_Texto de estudio_

Al fin no se hizo esperar más, subió al escenario y volvieron a sonar los aplausos. Sólo unos pocos espectadores conocían lo ocurrido. Tras el saludo, Rubén se giró hacia nosotros y nos lanzó una intensa mirada de complicidad y seguridad. Alzó levemente sus manos, captando la atención de la orquesta al completo, y a su señal, la música comenzó a sonar. Las melodías contrapuntísticas y los adornos barrocos flotaban al ritmo de sus indicaciones, pasando del mezzoforte al piano y seguidamente a un crescendo reiterativo que no termina de explotar, justo antes de descender una vez más, ante un coro con sus cinco sentidos puestos en el momento de su entrada. Un nuevo y largo crescendo con la subida más pronunciada y por fin… Herr! Herr! Herr! (“¡Señor! ¡Señor! ¡Señor!”). El coro elevó sus voces en forte exclamación como oración majestuosa y la vez desesperada.

Sonaba exactamente tal como habíamos imaginado, respondiendo fielmente a la expresión reflejada en el rostro de nuestro director, una mezcla de dolor, disfrute, intensidad y en definitiva… Pasión.

La misma Pasión que le llevó un día a lanzarse a la difícil tarea de formar un equipo de músicos y cantantes profesionales con un importante valor añadido: la valentía de emprender juntos proyectos de diversa índole y poner su granito de arena apostando por la cultura musical en nuestro país.

_Registros de datos_
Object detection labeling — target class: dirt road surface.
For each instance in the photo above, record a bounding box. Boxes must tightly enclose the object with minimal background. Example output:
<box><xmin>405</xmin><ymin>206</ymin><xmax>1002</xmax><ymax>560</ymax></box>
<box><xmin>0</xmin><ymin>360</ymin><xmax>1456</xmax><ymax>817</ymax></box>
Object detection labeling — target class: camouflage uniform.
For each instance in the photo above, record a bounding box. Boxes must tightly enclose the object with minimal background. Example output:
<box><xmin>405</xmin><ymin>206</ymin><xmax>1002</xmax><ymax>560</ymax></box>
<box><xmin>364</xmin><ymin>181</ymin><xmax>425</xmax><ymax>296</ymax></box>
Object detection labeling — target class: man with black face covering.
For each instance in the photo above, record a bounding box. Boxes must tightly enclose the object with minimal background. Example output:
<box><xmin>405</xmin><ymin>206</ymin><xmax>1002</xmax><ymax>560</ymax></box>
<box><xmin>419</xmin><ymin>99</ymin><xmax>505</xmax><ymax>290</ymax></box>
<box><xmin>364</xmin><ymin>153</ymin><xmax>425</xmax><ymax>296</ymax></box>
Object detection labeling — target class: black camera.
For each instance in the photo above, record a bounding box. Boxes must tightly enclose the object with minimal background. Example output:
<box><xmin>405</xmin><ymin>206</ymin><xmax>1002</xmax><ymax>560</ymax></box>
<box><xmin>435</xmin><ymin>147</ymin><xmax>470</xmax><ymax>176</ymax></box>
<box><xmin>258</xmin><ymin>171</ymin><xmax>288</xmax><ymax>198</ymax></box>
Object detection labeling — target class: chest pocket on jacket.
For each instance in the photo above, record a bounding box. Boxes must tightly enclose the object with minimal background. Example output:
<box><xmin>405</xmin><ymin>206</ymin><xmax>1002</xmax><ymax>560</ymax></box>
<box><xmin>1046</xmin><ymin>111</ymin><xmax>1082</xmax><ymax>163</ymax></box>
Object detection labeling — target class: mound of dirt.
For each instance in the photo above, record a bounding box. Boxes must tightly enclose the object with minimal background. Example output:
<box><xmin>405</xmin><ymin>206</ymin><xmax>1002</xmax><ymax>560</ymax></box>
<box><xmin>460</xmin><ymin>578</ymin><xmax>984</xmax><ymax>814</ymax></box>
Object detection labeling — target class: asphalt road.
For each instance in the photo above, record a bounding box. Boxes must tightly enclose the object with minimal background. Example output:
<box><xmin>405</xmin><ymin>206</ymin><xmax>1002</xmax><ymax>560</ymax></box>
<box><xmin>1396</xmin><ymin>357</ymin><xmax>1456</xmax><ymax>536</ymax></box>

_Tareas_
a) Según el texto de estudio, ¿qué cosas se mezclaban en la expresión del rostro del director? Nombra todas.
b) Reescribe el trozo del texto de estudio que va entre "Al fin no se" y "la vez desesperada.", ambos incluidos, y cambia "orquesta" por "banda".

_Soluciones_
a) Dolor, disfrute, intensidad y Pasión.

b)
Al fin no se hizo esperar más, subió al escenario y volvieron a sonar los aplausos. Sólo unos pocos espectadores conocían lo ocurrido. Tras el saludo, Rubén se giró hacia nosotros y nos lanzó una intensa mirada de complicidad y seguridad. Alzó levemente sus manos, captando la atención de la banda al completo, y a su señal, la música comenzó a sonar. Las melodías contrapuntísticas y los adornos barrocos flotaban al ritmo de sus indicaciones, pasando del mezzoforte al piano y seguidamente a un crescendo reiterativo que no termina de explotar, justo antes de descender una vez más, ante un coro con sus cinco sentidos puestos en el momento de su entrada. Un nuevo y largo crescendo con la subida más pronunciada y por fin… Herr! Herr! Herr! (“¡Señor! ¡Señor! ¡Señor!”). El coro elevó sus voces en forte exclamación como oración majestuosa y la vez desesperada.